- Task to complete: An exact restatement of every record is required.

- Task data:
:::::

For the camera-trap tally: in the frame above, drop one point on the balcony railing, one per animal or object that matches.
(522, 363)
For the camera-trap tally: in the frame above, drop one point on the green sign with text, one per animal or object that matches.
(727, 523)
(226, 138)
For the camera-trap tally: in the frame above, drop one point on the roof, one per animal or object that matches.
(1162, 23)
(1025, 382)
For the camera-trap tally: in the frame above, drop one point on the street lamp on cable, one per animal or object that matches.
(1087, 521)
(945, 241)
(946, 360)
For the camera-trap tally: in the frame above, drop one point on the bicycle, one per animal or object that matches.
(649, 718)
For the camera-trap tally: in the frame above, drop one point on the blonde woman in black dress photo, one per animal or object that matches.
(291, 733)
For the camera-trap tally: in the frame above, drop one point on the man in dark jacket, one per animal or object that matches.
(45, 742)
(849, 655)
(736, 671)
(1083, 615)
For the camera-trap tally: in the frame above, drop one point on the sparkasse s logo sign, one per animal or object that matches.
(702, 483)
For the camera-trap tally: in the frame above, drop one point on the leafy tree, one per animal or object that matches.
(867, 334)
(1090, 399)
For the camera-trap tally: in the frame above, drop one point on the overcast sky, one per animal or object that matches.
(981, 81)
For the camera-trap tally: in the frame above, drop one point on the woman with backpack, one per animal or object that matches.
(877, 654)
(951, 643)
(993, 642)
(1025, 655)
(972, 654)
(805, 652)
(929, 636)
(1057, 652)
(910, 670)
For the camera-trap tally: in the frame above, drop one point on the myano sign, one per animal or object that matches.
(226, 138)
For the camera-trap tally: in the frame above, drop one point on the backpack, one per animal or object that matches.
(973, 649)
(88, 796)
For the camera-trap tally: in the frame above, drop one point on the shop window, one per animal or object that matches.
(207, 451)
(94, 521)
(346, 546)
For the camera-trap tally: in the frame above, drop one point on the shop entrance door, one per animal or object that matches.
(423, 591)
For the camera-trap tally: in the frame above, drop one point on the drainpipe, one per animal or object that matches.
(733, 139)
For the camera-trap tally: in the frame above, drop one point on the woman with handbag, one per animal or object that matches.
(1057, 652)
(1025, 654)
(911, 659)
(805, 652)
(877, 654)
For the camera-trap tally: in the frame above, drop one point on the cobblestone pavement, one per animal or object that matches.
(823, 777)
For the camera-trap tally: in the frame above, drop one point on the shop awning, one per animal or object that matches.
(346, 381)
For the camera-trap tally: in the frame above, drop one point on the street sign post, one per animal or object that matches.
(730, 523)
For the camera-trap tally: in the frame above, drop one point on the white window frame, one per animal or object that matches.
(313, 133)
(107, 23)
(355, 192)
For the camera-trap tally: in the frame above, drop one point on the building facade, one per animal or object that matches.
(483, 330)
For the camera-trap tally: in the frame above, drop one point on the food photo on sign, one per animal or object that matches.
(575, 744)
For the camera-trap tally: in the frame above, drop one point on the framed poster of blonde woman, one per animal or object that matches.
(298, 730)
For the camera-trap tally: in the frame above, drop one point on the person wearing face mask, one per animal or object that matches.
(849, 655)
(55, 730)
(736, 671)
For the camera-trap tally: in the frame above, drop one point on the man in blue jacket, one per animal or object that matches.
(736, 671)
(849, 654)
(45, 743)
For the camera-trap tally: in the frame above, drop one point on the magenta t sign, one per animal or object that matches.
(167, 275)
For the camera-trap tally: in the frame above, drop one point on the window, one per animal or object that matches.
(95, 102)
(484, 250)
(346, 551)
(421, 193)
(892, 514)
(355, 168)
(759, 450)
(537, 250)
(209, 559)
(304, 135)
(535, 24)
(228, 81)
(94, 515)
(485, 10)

:::::

- Solution to this problem:
For the camera-trap tally: in the frame above, drop one point on the balcony railing, one per animal or object that matches.
(522, 363)
For the camera-trap tally: in the frame above, drop one point on the green sign with text, one per animal or object that matches.
(727, 523)
(226, 138)
For the camera-trap tally: in the frame above, drop one point on the roof, one per animal or object that matches.
(1162, 23)
(1025, 382)
For the camera-trap tally: in the frame above, drop one point on the street lamp on cable, one per animal or object that matches.
(1087, 521)
(945, 241)
(946, 360)
For the camera-trap tally: in the frame above, drop one point on the bicycle, one per animal or object that matches.
(649, 718)
For the camera-trap tally: in the frame above, drop one point on the blonde woman in black dress photo, one per animal or object that matches.
(291, 733)
For the camera-trap tally: in the frame above, drop one point on the man in dark jacket, one per animal or object that matches.
(45, 742)
(849, 655)
(736, 671)
(1083, 615)
For the camera-trap tally: in the frame above, drop one point on the sparkasse s logo sign, one per animal or object that matches.
(702, 483)
For the camera-trap tally: in the frame above, drop one point on the leafy tree, one per animal or object that matches.
(867, 334)
(1090, 399)
For the camera-trap tally: in the frame above, drop one point on the overcast sky, one per animal or object that matches.
(981, 81)
For the camera-trap tally: in the frame above, drop one point on the woman with backpack, one per animal or object that matches.
(877, 654)
(951, 643)
(993, 642)
(1025, 655)
(972, 654)
(805, 652)
(929, 636)
(1057, 652)
(910, 670)
For the camera-trap tally: in the frame above, drop one point on the myano sign, one per animal or object that matches.
(226, 138)
For the camera-trap tally: in the frame above, drop one point on the backpack, one per animal or object that matches.
(973, 649)
(88, 796)
For the camera-trap tally: in the frame above, drop one point on the shop window, one per animal or object that matches.
(207, 451)
(94, 521)
(346, 546)
For the camera-trap tally: in the frame above, drop one point on the shop entrance door, one per animal or object that matches.
(423, 591)
For the camera-trap tally: in the frame above, drop one point on the drainpipe, one per animal or object that matches.
(733, 139)
For the camera-trap tally: in the frame above, drop one point on the woman with handbag, one per animal or object that matches.
(1057, 652)
(1025, 654)
(911, 659)
(805, 652)
(877, 654)
For the camera-trap tally: in the frame above, drop one point on the cobblestone pavement, one per animal or object that matches.
(823, 777)
For the camera-trap tally: in the frame above, drop one point on the shop awning, one per animal or object that matches.
(346, 381)
For the camera-trap tally: in the frame above, drop one point on the street sign post, one per animal or object that matches.
(730, 523)
For the camera-trap tally: in the frame above, drop one point on the white window frame, one per animal or object that matches.
(313, 133)
(107, 23)
(355, 192)
For the camera-trap tally: in the frame above, drop one point on the building facade, one per animal or object that matches.
(483, 330)
For the camera-trap tally: in the frame above, drop one point on the food photo on sign, one per animal or object that matches.
(575, 744)
For the camera-trap tally: in the frame above, drop one point on the framed poster of blonde woman, one per animal or object that matches.
(298, 730)
For the camera-trap tally: in the frame above, drop one point on the person wearing face mask, one per animal or object that matches.
(849, 655)
(55, 730)
(736, 671)
For the camera-trap tally: in the frame above, drop one point on the man in blue jacket, one per animal or object that matches.
(736, 671)
(849, 654)
(45, 743)
For the camera-trap tally: in the frame above, drop one point on the magenta t sign, one per animal or object that matches.
(167, 275)
For the camera-trap tally: in the frame above, drop one point on the window, one per animal or object that matches.
(95, 102)
(484, 250)
(346, 551)
(421, 193)
(892, 514)
(355, 168)
(759, 450)
(537, 250)
(209, 559)
(304, 135)
(535, 24)
(228, 81)
(94, 515)
(485, 10)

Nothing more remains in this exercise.